• **INPUT FOR THIS TASK**:
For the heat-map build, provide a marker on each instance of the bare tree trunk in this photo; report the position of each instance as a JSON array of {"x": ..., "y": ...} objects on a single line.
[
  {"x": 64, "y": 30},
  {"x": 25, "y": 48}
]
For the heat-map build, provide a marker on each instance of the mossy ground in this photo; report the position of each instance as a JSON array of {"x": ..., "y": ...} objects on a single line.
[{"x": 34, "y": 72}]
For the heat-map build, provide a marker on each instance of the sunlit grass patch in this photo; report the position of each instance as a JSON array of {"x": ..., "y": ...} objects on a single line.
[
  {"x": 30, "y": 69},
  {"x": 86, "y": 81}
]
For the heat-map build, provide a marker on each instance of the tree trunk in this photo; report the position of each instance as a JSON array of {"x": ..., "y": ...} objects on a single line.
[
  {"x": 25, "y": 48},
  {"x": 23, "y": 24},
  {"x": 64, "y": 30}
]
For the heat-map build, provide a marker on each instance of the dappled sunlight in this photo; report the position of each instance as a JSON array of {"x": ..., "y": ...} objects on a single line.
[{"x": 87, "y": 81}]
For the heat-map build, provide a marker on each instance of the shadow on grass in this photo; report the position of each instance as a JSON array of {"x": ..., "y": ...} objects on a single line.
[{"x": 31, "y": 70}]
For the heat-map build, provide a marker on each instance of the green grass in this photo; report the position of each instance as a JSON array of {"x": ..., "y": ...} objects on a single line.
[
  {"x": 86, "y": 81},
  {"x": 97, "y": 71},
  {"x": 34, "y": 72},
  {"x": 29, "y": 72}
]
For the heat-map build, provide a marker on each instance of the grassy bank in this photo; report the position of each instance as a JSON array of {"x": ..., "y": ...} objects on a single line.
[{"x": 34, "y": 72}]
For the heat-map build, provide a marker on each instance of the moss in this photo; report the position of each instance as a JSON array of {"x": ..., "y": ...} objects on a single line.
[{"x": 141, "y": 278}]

• **TASK TO COMPLETE**: Convert every line of the listing above into a JSON array of strings, one string per line, and leave out any blank lines.

• **THE SOLUTION**:
[
  "For the heat-map build, provide a marker on each instance of the bare tree trunk in this photo; report the position of each instance as a JSON array of {\"x\": ..., \"y\": ...} objects on a single line.",
  "[",
  "  {\"x\": 64, \"y\": 30},",
  "  {\"x\": 25, \"y\": 48}",
  "]",
  "For the heat-map build, provide a marker on each instance of the mossy ground in this photo; report the position of each instance as a JSON array of {\"x\": ..., \"y\": ...} objects on a single line.",
  "[{\"x\": 34, \"y\": 72}]",
  "For the heat-map build, provide a marker on each instance of the sunlit grass patch in this photo; report the position of each instance as a JSON array of {\"x\": ..., \"y\": ...} objects on a single line.",
  "[",
  "  {\"x\": 30, \"y\": 69},",
  "  {\"x\": 86, \"y\": 81}",
  "]",
  "For the heat-map build, provide a marker on each instance of the tree trunk in this photo; report the position of each instance as a JSON array of {\"x\": ..., \"y\": ...} objects on a single line.",
  "[",
  "  {\"x\": 25, \"y\": 48},",
  "  {\"x\": 23, \"y\": 24},",
  "  {\"x\": 64, \"y\": 30}",
  "]",
  "For the heat-map build, provide a marker on each instance of the dappled sunlight in this photo; report the position of each instance as a JSON array of {\"x\": ..., \"y\": ...} objects on a single line.",
  "[{\"x\": 87, \"y\": 81}]",
  "For the heat-map build, provide a marker on each instance of the shadow on grass in this photo; report the position of each instance as a JSON array of {\"x\": ..., \"y\": ...} objects on a single line.",
  "[{\"x\": 31, \"y\": 70}]",
  "For the heat-map build, provide a marker on each instance of the green grass in this photo; report the position of each instance as a JSON array of {\"x\": ..., \"y\": ...} objects on a single line.",
  "[",
  "  {\"x\": 86, \"y\": 81},",
  "  {\"x\": 97, \"y\": 71},",
  "  {\"x\": 34, \"y\": 72},",
  "  {\"x\": 29, \"y\": 72}",
  "]",
  "For the heat-map build, provide a marker on each instance of the grassy bank in this photo; report the position of each instance as a JSON array of {\"x\": ..., \"y\": ...} objects on a single line.",
  "[{\"x\": 34, \"y\": 72}]",
  "For the heat-map build, provide a marker on each instance of the moss in this photo; report the position of each instance as a JSON array of {\"x\": ..., \"y\": ...} objects on a single line.",
  "[{\"x\": 141, \"y\": 278}]"
]